▸ **THE EXERCISE**: Exactly reproduce the lines from the line containing "Exercise. Tag the solar" to the end of the data below, inclusive, and nothing else.

-- start of INFORMATION SHOWN --

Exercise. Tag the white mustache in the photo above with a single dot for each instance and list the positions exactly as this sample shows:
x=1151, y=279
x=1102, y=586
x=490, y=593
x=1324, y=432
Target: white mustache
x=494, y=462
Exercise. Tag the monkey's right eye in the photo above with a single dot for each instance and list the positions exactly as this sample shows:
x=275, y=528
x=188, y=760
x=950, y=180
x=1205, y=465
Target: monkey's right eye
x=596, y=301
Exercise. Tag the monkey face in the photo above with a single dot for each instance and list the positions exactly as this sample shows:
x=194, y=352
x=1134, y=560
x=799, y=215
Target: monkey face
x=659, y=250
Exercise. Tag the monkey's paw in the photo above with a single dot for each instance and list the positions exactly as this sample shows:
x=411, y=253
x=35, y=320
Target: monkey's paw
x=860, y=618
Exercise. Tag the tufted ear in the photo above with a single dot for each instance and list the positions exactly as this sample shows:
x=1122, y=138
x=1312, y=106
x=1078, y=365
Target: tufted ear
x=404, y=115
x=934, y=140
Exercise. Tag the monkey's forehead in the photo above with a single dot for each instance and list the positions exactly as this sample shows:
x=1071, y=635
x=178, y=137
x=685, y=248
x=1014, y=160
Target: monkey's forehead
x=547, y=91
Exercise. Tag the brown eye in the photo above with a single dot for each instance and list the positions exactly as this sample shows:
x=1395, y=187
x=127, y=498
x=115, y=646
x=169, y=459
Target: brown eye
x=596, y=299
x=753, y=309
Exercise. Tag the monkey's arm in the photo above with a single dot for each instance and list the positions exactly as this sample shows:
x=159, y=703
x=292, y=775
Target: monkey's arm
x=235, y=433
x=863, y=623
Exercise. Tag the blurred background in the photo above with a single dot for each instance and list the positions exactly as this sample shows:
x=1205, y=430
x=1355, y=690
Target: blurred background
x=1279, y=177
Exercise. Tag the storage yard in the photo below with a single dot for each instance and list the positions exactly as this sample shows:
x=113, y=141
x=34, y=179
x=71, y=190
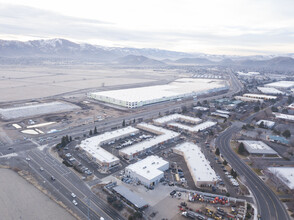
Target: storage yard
x=285, y=174
x=179, y=89
x=32, y=110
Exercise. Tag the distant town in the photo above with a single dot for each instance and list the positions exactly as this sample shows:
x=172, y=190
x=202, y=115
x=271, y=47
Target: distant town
x=198, y=142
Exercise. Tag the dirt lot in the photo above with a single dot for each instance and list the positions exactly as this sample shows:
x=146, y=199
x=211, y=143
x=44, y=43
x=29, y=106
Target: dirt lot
x=28, y=82
x=20, y=200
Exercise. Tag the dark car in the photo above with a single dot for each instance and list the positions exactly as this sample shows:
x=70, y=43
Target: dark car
x=173, y=192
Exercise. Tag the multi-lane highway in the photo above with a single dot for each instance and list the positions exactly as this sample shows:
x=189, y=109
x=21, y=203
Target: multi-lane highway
x=268, y=204
x=66, y=181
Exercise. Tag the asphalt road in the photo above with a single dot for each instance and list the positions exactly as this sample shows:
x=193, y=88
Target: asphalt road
x=66, y=183
x=268, y=204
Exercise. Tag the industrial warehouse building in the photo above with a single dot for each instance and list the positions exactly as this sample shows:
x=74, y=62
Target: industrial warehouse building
x=94, y=151
x=131, y=197
x=179, y=89
x=199, y=167
x=164, y=136
x=148, y=171
x=258, y=148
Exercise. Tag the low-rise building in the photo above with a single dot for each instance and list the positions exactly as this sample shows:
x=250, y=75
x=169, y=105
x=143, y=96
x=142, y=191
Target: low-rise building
x=164, y=136
x=130, y=197
x=285, y=117
x=94, y=151
x=258, y=148
x=148, y=171
x=199, y=167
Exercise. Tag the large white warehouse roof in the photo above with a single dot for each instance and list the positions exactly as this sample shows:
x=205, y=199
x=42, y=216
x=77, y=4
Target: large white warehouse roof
x=198, y=165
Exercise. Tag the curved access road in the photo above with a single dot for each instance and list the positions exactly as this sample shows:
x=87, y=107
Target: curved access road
x=268, y=204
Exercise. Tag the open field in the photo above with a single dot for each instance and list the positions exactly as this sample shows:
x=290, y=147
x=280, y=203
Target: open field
x=29, y=82
x=36, y=109
x=21, y=200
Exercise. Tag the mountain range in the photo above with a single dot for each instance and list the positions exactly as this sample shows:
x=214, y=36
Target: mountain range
x=61, y=50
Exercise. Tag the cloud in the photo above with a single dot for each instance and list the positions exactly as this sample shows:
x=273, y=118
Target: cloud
x=18, y=20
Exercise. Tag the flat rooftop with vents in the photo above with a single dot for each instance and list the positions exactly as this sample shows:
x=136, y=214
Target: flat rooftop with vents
x=148, y=171
x=199, y=167
x=94, y=151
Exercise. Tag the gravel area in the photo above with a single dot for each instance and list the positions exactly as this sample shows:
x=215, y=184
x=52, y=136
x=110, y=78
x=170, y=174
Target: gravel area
x=20, y=200
x=38, y=109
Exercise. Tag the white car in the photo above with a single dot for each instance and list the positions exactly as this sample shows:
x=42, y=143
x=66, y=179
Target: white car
x=74, y=202
x=73, y=195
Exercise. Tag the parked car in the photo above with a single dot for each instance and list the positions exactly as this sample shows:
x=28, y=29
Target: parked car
x=73, y=195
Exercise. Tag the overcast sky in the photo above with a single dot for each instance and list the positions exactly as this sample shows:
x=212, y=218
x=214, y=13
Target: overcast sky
x=236, y=27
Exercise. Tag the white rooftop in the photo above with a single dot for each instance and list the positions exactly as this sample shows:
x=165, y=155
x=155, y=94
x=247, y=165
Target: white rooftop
x=284, y=116
x=175, y=117
x=285, y=174
x=196, y=128
x=281, y=84
x=149, y=168
x=223, y=112
x=201, y=108
x=251, y=95
x=258, y=147
x=163, y=136
x=199, y=166
x=92, y=145
x=220, y=115
x=270, y=90
x=178, y=87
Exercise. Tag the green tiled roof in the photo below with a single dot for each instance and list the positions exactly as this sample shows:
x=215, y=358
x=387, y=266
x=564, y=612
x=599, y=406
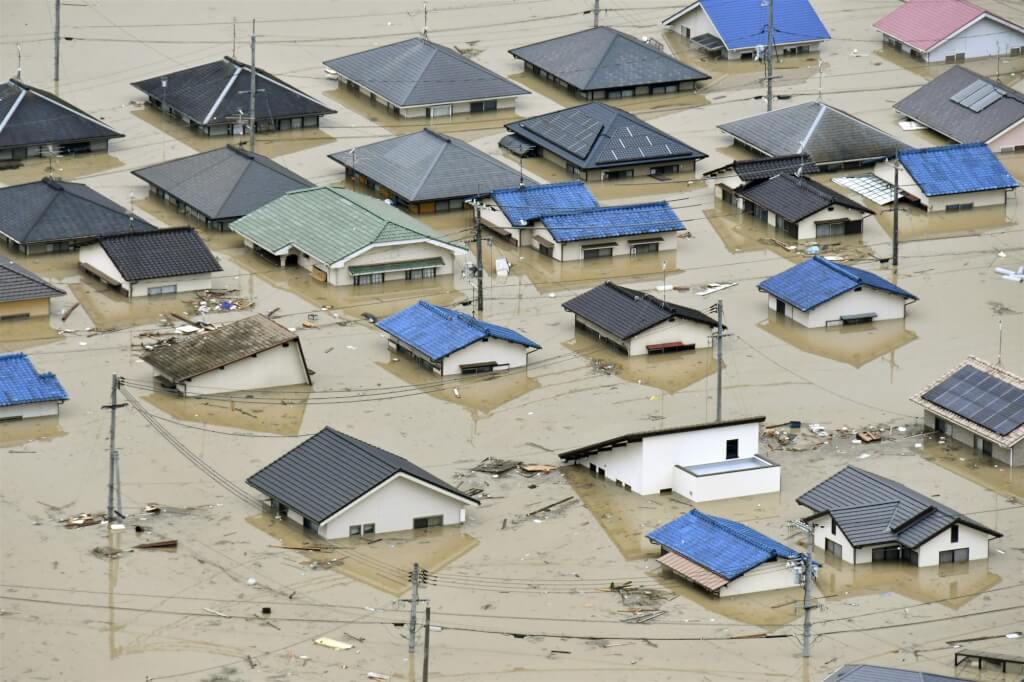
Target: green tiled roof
x=330, y=223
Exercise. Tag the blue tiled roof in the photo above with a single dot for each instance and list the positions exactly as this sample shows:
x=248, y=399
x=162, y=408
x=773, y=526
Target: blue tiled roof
x=956, y=168
x=812, y=283
x=438, y=332
x=743, y=23
x=20, y=384
x=719, y=545
x=612, y=221
x=527, y=204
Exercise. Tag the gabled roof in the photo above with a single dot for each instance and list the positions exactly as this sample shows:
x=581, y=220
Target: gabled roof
x=823, y=132
x=19, y=284
x=417, y=72
x=602, y=57
x=596, y=135
x=438, y=332
x=331, y=470
x=30, y=116
x=871, y=509
x=980, y=397
x=926, y=24
x=939, y=105
x=204, y=351
x=744, y=24
x=796, y=198
x=427, y=165
x=816, y=281
x=223, y=183
x=56, y=211
x=215, y=92
x=627, y=312
x=726, y=548
x=20, y=384
x=165, y=253
x=331, y=224
x=956, y=168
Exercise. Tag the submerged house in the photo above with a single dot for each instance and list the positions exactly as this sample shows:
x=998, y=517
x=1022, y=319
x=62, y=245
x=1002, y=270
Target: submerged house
x=33, y=121
x=980, y=406
x=213, y=98
x=417, y=78
x=701, y=462
x=604, y=64
x=339, y=486
x=639, y=324
x=861, y=517
x=821, y=293
x=450, y=342
x=724, y=557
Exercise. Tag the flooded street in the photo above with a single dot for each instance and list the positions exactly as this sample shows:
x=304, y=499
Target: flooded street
x=516, y=597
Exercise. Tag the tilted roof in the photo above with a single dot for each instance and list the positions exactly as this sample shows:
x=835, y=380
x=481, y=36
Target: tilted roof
x=823, y=132
x=602, y=57
x=596, y=135
x=198, y=353
x=331, y=470
x=816, y=281
x=223, y=183
x=217, y=91
x=30, y=116
x=438, y=332
x=331, y=224
x=871, y=509
x=427, y=165
x=57, y=211
x=727, y=548
x=417, y=72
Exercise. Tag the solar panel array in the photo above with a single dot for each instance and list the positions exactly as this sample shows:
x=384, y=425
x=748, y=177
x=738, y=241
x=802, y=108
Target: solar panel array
x=984, y=399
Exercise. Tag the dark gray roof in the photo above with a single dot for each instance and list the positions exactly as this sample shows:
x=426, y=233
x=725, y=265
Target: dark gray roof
x=165, y=253
x=18, y=284
x=596, y=135
x=602, y=57
x=223, y=183
x=205, y=351
x=871, y=509
x=823, y=132
x=417, y=72
x=627, y=312
x=796, y=198
x=55, y=211
x=427, y=165
x=215, y=92
x=30, y=116
x=331, y=470
x=933, y=105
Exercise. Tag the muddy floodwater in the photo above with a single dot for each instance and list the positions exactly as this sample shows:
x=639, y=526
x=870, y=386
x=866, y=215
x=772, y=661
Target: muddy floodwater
x=514, y=596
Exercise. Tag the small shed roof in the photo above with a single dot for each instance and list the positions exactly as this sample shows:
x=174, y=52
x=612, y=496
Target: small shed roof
x=816, y=281
x=328, y=472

-- end of INFORMATION SHOWN --

▸ **PROBLEM SOLUTION**:
Exercise. Tag the solar panel array in the photo above with a single dot for each instance and list the positions exactly as this sample shows:
x=384, y=425
x=748, y=177
x=738, y=241
x=802, y=108
Target: solar panel array
x=984, y=399
Exercise. Tag the dark gray roof in the photo above with a single dot for each instance and list the positions exactly as this sample shows:
x=426, y=233
x=725, y=265
Target: dark gray roof
x=165, y=253
x=18, y=284
x=596, y=135
x=602, y=57
x=223, y=183
x=205, y=351
x=871, y=509
x=823, y=132
x=417, y=72
x=627, y=312
x=796, y=198
x=55, y=211
x=427, y=165
x=215, y=92
x=30, y=116
x=331, y=470
x=933, y=105
Exercise. Tag the muddy floodwater in the photo above with a single dot for each instance and list the positions exactly as this sample shows:
x=639, y=526
x=870, y=386
x=866, y=215
x=772, y=661
Target: muddy floodwater
x=514, y=596
Exercise. Tag the small shed roof in the photo above with a single dot for each instance and list the positions exactly as this sample shows:
x=174, y=52
x=612, y=496
Target: small shed roof
x=816, y=281
x=328, y=472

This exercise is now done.